*DIRECTIVES*:
A. In the S3 Batch Operations passage, how much can a single job act on?
B. Continue the S3 Batch Operations passage after its final sentence.

Performing Large Scale Batch opperations on S3

OpEx Sec Rel Perf Cost Sus

You can use S3 Batch Operations to perform large-scale batch operations on Amazon S3 objects. S3 Batch Operations can perform a single operation on lists of Amazon S3 objects that you specify. A single job can perform a specified operation on billions of objects containing exabytes of data. Amazon S3 tracks progress, sends notifications, and stores a detailed completion report of all actions, providing a fully managed, auditable, and serverless experience. You can use S3 Batch Operations through the AWS Management Console, AWS CLI, Amazon SDKs, or REST API.

Use S3 Batch Operations to copy objects and set object tags or access control lists (ACLs). You can also initiate object restores from S3 Glacier Flexible Retrieval or invoke an AWS Lambda function to perform custom actions using your objects. You can perform these operations on a custom list of objects, or you can use an Amazon S3 Inventory report to easily generate lists of objects. Amazon S3 Batch Operations use the same Amazon S3 APIs that you already use with Amazon S3, so you’ll find the interface familiar.

*DATA LINES*:
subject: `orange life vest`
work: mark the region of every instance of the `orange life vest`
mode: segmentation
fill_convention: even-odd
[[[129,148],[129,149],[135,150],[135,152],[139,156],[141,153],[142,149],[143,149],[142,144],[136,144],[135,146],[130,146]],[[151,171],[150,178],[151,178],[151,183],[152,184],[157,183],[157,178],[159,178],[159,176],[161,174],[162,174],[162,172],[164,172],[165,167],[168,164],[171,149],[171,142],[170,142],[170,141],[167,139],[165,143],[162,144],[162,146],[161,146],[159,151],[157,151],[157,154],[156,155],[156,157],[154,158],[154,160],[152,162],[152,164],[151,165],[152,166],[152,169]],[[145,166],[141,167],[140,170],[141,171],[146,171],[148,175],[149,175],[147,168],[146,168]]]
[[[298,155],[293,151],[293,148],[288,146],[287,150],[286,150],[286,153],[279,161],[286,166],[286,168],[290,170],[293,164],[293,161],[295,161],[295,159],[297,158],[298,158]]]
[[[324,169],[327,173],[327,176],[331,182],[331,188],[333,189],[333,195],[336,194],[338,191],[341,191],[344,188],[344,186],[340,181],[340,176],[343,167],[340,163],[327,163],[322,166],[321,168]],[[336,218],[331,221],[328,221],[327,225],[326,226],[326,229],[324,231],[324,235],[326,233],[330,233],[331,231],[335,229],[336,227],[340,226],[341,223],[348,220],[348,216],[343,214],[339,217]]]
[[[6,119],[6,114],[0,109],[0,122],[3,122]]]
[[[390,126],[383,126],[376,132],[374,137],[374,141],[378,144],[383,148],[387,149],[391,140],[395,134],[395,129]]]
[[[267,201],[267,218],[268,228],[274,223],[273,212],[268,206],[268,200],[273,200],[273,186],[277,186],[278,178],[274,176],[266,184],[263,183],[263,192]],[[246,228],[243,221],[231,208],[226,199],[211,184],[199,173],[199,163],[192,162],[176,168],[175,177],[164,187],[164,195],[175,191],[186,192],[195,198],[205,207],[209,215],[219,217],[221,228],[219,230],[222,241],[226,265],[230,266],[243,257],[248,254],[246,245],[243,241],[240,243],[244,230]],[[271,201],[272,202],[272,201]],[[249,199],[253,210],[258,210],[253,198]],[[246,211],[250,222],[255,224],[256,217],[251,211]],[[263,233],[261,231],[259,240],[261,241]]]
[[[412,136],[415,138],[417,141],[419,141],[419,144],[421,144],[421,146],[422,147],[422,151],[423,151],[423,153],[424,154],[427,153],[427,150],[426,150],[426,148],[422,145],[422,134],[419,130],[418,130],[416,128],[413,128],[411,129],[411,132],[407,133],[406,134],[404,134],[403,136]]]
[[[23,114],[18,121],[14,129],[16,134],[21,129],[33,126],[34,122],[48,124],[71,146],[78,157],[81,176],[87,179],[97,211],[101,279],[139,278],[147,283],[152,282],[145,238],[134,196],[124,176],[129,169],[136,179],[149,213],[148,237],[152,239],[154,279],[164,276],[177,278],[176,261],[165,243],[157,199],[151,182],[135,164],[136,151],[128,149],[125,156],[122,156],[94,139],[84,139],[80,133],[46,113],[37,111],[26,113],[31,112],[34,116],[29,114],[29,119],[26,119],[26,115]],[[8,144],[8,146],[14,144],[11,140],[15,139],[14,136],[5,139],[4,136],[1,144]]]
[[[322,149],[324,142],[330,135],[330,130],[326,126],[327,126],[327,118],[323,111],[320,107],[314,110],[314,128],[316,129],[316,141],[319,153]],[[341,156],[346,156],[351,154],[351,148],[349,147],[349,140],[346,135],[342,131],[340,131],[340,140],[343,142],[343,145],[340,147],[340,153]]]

*ANSWER SET*:
A. A single job can perform a specified operation on billions of objects containing exabytes of data.

B.
S3 Batch Operations basics

You can use S3 Batch Operations to perform large-scale batch operations on Amazon S3 objects. S3 Batch Operations can run a single operation or action on lists of Amazon S3 objects that you specify.

Terminology

This section uses the terms jobs, operations, and tasks, which are defined as follows:

Job

A job is the basic unit of work for S3 Batch Operations. A job contains all of the information necessary to run the specified operation on the objects listed in the manifest. After you provide this information and request that the job begin, the job performs the operation for each object in the manifest.

Operation

The operation is the type of API action, such as copying objects, that you want the Batch Operations job to run. Each job performs a single type of operation across all objects that are specified in the manifest.

Task

A task is the unit of execution for a job. A task represents a single call to an Amazon S3 or AWS Lambda API operation to perform the job’s operation on a single object. Over the course of a job’s lifetime, S3 Batch Operations create one task for each object specified in the manifest.

How an S3 Batch Operations job works

A job is the basic unit of work for S3 Batch Operations. A job contains all of the information necessary to run the specified operation on a list of objects. To create a job, you give S3 Batch Operations a list of objects and specify the action to perform on those objects.

For information about the operations that S3 Batch Operations supports, see Operations supported by S3 Batch Operations.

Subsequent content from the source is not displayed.